### Tasks to perform
[1] In the forum thread about the propane compressor, how much horsepower does the turbine driver have?
[2] From the compressor thread, print the passage that starts at the words "In other words, if" and stops after the words "in the suction.".

### Excerpted text
Let me try to decode your problem. You have a centrifugal compressor (I assume a refrigeration compressor) which is designed for a max discharge pressure of 8 bar, and a suction presure of 3.4 bar (I assume bar gauge both).
For propane that would correspond to a condensing pressure of 14°C approx and evaporating temperature of -20°C approx (provided the temperatures corresponding to pressures are saturated).

Now, if this is correct, I assume you have a heat exchanger on the high side, suitable for providing and ensuring the correct heat transfer at 14°C (e.g. a propane to chilled water exchanger).

As for the second question, again I'm not completely confident I fully understand, but anyway if for any reason the mass flow on the suction is restricted, the result is a lowering suction pressure.
In refrigeration, you would input the suction pressure to an inverter drive, for reducing the compressor speed as the mass flow rate reduces.

Hello I have a similar question. I am right now in the middle of a plant startup and there is a turbine driven centrifugal propane compressor. I have experience starting up Mycom positive displacement propane compressors but not centrifugals. You seem very knowledgable on this subject so I have some questions that you could help to shed some light on:

The driver is a 3400 HP turbine engine. As such the turbine vendor wants to run the engine through it's paces in recycle (i.e. run the turbine at various speeds and maximum pressure). In a typical turbine/centrifugal gas compressor application this is not an issue. You run the engine at full load and flow gas back to suction via the aftercoolers and anti-surge valve. However a propane system is a whole different animal.

Without a sufficient heat load in the chiller/evaporator how will one be able to achieve sufficient flow to run the compressor at maximum speed and full load (i.e. mass flow). We have anti-surge and quench valves for the stages according to my thinking we will hit a wall if we do not have sufficient cold liquid propane (i.e. quench propane) to cool the anti-surge valve flows. Our liquid propane inventory in the propane accumulator will only last so long right? So one needs to have a heat load in the chiller/evaporator in order to run the system at full load right? Or am I missing something?

Thanks in advance for your input.

[NoNickName]

There is no direct relationship between mass flow and centrifugal compressor speed, just because it's non positive displacement. It is more likely a volume flow to speed relationship.
In other words, if you don't throttle back your compressor, and the evaporator is not giving the ideal mass flow for that volume flow, you will end up with a starving compressor and a depressurisation of the suction.
I'd rather not comment on the results on ancillaries devices, like quench and anti-surge valves (which are not my playground).
Extra mass flow and some cooling may be obtained by injecting liquid in the suction.

[Laith Marwin]

There is no direct relationship between mass flow and centrifugal compressor speed, just because it's non positive displacement. It is more likely a volume flow to speed relationship.

### Supplied data

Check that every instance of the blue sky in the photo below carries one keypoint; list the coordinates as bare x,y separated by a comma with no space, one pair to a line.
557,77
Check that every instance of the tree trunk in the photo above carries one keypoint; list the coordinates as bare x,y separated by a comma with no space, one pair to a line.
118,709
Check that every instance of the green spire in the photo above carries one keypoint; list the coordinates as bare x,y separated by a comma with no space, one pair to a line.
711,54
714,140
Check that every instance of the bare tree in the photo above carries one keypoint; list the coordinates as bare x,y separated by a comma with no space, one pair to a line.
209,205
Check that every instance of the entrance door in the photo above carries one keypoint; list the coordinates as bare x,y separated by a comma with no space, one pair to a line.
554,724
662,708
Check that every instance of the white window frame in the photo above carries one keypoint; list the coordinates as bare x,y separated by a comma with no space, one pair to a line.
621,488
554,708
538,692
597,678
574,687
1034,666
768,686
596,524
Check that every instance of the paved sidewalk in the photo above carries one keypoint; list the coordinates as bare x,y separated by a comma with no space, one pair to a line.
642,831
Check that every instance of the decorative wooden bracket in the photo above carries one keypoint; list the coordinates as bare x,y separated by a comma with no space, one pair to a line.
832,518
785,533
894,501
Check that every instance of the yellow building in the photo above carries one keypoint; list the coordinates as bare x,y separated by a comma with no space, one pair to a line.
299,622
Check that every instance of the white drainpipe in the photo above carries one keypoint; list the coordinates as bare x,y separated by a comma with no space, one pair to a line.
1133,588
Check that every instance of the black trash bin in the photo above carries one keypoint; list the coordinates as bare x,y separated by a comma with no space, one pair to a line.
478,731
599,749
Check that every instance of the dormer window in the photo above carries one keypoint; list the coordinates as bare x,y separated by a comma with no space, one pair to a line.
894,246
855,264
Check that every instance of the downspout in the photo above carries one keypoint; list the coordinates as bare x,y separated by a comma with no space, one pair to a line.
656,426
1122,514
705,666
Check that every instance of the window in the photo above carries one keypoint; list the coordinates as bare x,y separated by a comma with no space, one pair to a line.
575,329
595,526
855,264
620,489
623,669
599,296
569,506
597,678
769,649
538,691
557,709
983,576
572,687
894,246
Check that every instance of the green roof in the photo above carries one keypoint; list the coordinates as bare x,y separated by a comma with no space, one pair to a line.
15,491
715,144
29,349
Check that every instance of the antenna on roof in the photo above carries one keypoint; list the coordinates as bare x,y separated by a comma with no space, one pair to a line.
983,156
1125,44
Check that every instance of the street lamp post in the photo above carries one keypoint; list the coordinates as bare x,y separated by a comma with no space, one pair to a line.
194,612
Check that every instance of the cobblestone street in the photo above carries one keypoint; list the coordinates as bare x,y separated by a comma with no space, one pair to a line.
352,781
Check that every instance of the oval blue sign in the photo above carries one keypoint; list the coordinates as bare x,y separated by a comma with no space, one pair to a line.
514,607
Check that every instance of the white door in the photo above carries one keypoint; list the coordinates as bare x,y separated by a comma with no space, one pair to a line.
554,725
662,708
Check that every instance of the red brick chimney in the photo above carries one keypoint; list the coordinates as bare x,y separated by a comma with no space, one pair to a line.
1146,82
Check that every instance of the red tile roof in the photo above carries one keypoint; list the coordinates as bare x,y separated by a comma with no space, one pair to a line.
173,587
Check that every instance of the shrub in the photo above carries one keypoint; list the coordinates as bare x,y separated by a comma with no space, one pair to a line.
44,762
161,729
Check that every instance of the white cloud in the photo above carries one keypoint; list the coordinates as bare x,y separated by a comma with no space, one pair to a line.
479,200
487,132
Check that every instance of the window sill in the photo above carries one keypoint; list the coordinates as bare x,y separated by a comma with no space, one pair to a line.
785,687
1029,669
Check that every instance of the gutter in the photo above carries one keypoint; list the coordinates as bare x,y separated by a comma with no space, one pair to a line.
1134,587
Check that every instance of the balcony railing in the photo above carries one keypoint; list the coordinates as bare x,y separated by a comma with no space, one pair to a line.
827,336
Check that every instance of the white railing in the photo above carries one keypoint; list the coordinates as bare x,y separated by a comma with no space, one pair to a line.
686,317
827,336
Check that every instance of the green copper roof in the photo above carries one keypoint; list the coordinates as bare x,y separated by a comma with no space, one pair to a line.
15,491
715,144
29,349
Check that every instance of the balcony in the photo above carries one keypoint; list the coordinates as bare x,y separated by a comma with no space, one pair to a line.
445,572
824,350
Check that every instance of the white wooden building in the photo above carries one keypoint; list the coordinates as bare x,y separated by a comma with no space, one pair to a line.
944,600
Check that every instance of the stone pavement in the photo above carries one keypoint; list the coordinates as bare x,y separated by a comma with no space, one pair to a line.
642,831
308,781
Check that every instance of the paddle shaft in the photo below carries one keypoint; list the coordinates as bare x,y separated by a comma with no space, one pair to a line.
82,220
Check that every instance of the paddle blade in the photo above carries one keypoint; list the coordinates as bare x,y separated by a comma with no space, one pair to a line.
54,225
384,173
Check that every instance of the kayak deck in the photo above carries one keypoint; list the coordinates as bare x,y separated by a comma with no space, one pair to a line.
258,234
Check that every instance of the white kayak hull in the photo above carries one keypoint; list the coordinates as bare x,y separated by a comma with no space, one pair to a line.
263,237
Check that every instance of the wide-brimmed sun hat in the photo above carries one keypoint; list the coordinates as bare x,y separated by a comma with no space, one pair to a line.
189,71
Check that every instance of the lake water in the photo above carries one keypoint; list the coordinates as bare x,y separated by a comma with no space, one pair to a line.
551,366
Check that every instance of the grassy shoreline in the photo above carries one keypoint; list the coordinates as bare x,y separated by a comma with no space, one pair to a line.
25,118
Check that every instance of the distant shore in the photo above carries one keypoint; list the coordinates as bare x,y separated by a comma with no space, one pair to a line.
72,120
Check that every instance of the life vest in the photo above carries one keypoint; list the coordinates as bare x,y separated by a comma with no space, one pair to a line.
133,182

### Solved tasks
[1] 3400 HP

[2]
In other words, if you don't throttle back your compressor, and the evaporator is not giving the ideal mass flow for that volume flow, you will end up with a starving compressor and a depressurisation of the suction.
I'd rather not comment on the results on ancillaries devices, like quench and anti-surge valves (which are not my playground).
Extra mass flow and some cooling may be obtained by injecting liquid in the suction.